Point-per-instance localization data:
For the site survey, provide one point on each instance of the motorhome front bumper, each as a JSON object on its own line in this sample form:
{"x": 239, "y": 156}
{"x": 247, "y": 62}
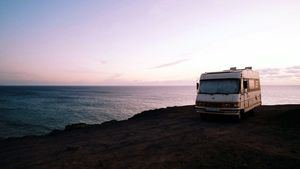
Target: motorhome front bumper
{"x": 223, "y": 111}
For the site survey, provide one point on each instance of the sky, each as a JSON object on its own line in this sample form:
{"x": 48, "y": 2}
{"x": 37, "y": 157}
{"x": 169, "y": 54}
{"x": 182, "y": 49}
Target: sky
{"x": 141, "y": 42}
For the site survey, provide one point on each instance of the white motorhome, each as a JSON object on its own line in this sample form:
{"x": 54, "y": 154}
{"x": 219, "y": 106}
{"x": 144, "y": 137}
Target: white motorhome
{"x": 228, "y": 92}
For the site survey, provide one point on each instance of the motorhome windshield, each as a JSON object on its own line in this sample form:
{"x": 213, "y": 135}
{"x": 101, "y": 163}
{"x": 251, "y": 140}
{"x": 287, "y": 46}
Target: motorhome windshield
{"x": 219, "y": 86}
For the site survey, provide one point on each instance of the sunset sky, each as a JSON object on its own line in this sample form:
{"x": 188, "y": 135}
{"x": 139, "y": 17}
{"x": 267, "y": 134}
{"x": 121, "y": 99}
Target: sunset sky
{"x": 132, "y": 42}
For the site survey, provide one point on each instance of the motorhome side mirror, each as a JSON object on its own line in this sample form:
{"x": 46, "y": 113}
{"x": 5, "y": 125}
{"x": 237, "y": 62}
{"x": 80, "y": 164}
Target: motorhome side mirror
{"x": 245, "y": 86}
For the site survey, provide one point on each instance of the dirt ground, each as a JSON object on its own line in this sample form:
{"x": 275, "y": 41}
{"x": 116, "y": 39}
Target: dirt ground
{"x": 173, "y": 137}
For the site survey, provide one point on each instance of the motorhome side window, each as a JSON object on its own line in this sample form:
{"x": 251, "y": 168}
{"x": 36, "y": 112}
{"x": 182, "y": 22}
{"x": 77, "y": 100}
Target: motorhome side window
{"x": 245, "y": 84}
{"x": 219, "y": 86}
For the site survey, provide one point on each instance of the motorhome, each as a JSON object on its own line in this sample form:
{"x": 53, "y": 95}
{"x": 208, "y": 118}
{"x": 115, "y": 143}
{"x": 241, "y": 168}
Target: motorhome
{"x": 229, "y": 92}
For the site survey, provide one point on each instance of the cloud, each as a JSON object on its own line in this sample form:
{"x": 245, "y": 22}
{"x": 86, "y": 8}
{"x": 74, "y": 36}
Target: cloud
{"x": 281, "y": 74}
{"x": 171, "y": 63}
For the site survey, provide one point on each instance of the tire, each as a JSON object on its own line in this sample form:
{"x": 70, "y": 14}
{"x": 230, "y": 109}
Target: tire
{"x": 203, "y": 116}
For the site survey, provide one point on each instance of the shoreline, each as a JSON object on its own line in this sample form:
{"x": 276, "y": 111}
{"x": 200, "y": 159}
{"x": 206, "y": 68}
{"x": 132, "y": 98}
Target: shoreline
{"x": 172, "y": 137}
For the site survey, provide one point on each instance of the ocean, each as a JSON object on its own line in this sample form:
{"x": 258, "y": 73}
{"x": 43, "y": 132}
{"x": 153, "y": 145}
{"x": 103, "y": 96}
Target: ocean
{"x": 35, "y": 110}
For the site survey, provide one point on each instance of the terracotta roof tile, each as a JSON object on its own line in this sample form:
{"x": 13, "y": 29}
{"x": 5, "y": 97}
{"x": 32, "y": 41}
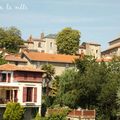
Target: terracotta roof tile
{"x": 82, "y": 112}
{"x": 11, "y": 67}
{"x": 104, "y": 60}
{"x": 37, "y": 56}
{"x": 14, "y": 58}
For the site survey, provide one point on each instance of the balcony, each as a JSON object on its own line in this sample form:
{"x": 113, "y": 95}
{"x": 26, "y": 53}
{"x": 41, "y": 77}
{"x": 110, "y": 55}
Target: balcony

DIRECTIONS FOR THIS TASK: For every line of the data above that contains "balcony", copy that line.

YOUR SOLUTION:
For the site survey, provide one point on each instance of the balcony, each as a JSON object on its own line in this sample form:
Target: balcony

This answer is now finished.